Supplied data START

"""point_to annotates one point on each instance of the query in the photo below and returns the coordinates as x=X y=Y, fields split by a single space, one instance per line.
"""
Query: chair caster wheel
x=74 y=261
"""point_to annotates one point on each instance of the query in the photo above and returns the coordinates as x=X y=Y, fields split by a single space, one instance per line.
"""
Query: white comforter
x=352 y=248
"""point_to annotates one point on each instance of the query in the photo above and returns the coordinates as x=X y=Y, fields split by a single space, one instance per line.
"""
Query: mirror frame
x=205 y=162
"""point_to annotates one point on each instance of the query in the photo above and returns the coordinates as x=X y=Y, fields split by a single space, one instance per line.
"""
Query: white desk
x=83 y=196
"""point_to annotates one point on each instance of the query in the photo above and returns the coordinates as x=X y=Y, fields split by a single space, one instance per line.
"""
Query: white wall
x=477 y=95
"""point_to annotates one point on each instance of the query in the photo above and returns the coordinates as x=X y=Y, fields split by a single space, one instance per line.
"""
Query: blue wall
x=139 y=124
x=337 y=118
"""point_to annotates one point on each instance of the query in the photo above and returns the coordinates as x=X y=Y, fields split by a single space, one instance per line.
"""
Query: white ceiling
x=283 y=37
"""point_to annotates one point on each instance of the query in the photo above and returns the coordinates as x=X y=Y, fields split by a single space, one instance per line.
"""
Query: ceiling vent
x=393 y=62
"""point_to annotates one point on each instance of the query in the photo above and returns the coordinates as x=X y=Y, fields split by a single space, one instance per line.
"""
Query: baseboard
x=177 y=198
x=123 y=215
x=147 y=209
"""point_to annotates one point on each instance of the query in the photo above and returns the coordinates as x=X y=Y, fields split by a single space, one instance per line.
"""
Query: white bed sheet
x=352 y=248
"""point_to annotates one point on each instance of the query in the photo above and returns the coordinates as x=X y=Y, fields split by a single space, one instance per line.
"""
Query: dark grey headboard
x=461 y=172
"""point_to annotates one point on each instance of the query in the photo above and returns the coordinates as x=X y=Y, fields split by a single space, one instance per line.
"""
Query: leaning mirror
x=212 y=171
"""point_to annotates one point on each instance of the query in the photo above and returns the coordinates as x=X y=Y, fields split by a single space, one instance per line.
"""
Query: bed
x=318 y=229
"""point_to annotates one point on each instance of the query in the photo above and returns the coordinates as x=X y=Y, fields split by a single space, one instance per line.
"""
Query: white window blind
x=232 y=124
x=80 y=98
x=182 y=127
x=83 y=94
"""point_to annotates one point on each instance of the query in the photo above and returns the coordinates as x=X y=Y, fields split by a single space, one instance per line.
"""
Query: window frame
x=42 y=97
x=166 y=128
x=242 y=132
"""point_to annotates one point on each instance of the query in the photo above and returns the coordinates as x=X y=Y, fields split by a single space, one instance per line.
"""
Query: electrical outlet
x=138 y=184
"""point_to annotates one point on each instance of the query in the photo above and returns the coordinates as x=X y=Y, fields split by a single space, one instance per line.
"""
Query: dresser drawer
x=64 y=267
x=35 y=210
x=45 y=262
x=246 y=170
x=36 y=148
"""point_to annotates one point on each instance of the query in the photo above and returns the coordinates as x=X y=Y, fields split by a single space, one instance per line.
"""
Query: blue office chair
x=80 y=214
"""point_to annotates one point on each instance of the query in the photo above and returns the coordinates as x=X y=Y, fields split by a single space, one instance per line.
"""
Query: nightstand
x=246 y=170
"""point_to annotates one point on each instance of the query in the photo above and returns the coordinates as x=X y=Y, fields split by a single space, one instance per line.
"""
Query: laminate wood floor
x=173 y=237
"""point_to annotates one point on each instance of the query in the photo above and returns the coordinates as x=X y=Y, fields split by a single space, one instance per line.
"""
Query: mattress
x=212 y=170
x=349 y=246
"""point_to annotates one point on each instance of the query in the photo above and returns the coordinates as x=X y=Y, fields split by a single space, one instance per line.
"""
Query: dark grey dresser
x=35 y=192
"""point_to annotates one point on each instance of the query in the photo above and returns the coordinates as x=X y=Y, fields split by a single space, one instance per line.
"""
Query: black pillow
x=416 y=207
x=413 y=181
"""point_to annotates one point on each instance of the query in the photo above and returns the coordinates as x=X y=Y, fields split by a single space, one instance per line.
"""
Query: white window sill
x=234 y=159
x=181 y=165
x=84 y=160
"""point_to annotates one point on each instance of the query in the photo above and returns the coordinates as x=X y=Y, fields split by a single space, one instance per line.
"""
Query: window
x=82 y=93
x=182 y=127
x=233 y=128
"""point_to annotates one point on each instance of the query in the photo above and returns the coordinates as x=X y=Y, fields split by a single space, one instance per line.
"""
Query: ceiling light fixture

Supplied data END
Supplied data START

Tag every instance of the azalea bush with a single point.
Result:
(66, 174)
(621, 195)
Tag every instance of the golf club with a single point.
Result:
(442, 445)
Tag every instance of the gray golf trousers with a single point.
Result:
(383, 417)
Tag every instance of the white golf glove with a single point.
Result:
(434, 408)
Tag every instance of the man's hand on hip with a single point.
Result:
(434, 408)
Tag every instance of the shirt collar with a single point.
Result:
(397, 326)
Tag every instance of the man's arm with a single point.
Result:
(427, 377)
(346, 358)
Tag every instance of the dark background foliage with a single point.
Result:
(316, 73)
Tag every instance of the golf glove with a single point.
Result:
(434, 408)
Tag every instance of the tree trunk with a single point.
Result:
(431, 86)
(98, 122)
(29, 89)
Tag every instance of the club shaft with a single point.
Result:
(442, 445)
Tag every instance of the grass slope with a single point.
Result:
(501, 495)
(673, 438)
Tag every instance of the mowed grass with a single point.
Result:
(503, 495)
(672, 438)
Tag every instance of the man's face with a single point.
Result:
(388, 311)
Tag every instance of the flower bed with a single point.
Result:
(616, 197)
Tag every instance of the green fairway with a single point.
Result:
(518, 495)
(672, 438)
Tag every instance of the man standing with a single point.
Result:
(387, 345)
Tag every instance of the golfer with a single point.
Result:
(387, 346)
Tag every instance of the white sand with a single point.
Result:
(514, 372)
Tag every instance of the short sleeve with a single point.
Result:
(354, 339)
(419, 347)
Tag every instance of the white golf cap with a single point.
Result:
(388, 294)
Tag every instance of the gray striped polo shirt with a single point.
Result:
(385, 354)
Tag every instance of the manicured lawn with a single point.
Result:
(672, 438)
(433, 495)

Supplied data END

● Activity: The answer must be every line of the records that holds the string "club".

● Reply to the exercise:
Tag every instance of the golf club with a single point.
Tag every instance of the club shaft with a single point.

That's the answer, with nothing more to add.